§ À faire:
[a] Répondez brièvement à partir de l'article sur le festival Voix de Femmes ci-dessous :
(i) Quelle édition du festival l'article présente-t-il ?
(ii) Qui sont les cheffes d'orchestre de cette édition ?
(iii) À quelle date l'article a-t-il été mis à jour ?
[b] Indiquez si chaque affirmation concorde avec l'article sur le festival Voix de Femmes ci-dessous, en répondant par oui ou non et en citant les mots décisifs :
(i) La programmation du festival est entièrement féminine.
(ii) Le festival s'est toujours tenu au même endroit.
(iii) L'article a été publié le 9 octobre 2017.

====== Extrait choisi ======

Les femmes dans l’art

Article mis à jour le 9 octobre 2017

Voix de Femmes : chahuter les frontières géographiques et artistiques

par Marie-Anaïs Simon publié le 6 octobre 2017 ©Voix de Femmes

Le festival Voix de Femmes rebat les cartes pour sa 13e édition. Nouvelle équipe, nouvelles découvertes, mais toujours une programmation 100% féminine et pluridisciplinaire : théâtre, musique, arts numériques, ateliers… Rencontre avec Flo Vandenberghe et Camille Lefèvre, les cheffes d’orchestre de cette édition !

J’aimerais commencer par vous demander de présenter Voix de Femmes. Qu’est-ce qui se cache derrière ce projet ? Comment est-il né ?

"Le festival a déménagé quelques fois et il est devenu pluridisciplinaire, avec une place importante donnée à la musique, aux arts de la scène, aux arts numériques, aux arts plastiques, etc."

====== Données affichées ======

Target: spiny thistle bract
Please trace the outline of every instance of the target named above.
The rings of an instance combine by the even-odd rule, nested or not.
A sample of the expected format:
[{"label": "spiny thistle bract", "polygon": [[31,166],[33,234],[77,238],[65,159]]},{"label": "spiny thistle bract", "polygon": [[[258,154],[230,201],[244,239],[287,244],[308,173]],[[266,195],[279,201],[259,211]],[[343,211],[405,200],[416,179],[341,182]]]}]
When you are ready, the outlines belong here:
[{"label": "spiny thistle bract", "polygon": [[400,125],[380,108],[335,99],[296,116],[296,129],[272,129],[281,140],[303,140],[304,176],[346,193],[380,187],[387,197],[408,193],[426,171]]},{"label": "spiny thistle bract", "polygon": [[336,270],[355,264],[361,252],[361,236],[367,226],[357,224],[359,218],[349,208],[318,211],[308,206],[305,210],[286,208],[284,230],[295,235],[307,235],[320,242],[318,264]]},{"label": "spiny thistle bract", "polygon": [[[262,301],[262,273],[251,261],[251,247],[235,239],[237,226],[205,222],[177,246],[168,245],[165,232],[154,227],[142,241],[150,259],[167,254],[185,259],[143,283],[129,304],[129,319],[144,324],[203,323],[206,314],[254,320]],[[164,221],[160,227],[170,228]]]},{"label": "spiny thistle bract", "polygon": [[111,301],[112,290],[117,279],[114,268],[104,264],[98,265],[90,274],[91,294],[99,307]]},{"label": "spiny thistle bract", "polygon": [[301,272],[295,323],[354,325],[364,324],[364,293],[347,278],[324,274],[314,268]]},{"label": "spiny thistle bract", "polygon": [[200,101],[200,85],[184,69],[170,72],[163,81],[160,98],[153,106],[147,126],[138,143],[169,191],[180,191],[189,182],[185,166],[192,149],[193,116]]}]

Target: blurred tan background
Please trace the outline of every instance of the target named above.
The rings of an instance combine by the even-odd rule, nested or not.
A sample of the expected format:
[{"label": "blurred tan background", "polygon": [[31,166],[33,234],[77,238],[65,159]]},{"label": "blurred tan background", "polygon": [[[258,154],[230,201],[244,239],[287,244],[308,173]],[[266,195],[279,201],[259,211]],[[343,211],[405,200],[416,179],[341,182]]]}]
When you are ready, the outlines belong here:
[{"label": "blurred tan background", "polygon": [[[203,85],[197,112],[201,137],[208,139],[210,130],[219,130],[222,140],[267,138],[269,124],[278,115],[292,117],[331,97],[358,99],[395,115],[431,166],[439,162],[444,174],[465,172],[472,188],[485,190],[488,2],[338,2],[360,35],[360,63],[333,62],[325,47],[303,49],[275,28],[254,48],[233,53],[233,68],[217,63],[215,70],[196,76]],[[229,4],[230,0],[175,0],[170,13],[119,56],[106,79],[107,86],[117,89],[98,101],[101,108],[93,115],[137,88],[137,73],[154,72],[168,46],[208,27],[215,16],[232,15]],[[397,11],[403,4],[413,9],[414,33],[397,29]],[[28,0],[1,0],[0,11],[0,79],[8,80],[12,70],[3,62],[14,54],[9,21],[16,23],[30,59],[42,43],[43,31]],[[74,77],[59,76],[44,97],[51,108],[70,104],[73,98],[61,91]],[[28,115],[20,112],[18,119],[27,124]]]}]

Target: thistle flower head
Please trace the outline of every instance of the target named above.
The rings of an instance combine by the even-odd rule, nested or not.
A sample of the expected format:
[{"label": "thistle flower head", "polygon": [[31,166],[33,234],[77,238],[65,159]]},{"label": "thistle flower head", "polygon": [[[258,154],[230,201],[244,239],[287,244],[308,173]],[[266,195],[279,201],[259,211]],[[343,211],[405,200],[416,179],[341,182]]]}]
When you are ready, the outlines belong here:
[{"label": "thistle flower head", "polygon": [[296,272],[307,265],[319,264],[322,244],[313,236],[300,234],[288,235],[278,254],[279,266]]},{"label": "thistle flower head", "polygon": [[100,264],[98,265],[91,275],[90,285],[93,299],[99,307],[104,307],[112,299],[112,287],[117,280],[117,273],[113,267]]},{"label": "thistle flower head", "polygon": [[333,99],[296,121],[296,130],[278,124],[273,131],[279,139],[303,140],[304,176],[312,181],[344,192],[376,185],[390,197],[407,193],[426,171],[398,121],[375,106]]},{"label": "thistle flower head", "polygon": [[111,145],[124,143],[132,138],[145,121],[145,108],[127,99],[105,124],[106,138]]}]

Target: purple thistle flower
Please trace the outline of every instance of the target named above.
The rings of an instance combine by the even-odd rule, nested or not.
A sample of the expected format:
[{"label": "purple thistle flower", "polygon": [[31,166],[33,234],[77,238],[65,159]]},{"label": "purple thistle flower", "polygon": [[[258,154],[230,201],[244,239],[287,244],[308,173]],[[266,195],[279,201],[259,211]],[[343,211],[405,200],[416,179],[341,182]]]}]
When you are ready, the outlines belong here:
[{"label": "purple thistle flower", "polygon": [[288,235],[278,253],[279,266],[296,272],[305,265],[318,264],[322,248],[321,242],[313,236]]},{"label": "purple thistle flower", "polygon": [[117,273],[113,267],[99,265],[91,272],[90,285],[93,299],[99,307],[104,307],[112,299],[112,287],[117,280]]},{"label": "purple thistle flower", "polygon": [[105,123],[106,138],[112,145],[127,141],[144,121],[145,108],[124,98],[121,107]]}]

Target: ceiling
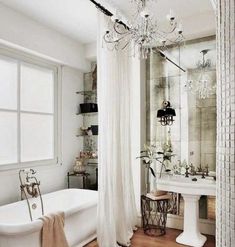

======

§ Réponses par tâche:
[a]
(i) La 13e édition.
(ii) Flo Vandenberghe et Camille Lefèvre.
(iii) Le 9 octobre 2017.

[b]
(i) Oui : « toujours une programmation 100% féminine et pluridisciplinaire »
(ii) Non : « Le festival a déménagé quelques fois »
(iii) Non : « publié le 6 octobre 2017 »